**WHAT TO WORK ON**
Copy everything from the line containing "this form: (693,359)." down through the last of the lines below, replacing "Target" with "Find" and leaving all else unchanged.

(Stored data)

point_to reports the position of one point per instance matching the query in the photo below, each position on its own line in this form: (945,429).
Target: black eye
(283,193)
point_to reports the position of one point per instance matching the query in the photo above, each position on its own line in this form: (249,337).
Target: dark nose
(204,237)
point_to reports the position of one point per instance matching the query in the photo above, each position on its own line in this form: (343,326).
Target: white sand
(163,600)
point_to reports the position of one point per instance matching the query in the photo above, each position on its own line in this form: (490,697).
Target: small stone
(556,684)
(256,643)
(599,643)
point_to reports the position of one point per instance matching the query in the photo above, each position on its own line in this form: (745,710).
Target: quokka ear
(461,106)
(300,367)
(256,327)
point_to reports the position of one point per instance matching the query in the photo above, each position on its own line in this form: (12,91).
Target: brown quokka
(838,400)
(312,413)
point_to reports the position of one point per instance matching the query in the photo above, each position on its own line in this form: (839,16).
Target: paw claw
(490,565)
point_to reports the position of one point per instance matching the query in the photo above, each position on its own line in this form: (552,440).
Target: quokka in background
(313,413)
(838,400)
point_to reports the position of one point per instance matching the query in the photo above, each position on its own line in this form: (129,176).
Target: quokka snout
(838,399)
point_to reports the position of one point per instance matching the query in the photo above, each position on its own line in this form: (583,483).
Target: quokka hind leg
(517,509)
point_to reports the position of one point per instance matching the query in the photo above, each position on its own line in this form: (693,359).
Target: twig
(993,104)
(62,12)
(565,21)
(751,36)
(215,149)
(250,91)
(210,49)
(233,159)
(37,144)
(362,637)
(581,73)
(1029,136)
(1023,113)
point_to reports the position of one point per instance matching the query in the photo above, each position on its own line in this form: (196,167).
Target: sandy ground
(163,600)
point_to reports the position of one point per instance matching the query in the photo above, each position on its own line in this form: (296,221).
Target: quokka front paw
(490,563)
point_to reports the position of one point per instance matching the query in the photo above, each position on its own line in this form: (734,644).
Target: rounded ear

**COMPLETE RESPONSE**
point_to reports the position of one point per instance matching the query in the photo above, each position on its own line in this form: (693,359).
Find: twig
(993,104)
(62,12)
(565,21)
(751,36)
(215,149)
(250,91)
(210,49)
(233,159)
(37,144)
(362,637)
(581,73)
(1029,136)
(1023,113)
point_to reports the position of one point per instance matching the query in the photo above, each position on its own line in this form: (196,167).
Find: sandy ground
(163,600)
point_to reports the position of one point per instance matching the query in the photo above, each position on its own line in this form: (296,221).
Find: quokka front paw
(490,563)
point_to reports the position of one point per instance matching the query in the photo above, each position on its own line in this form: (734,644).
Find: rounded ear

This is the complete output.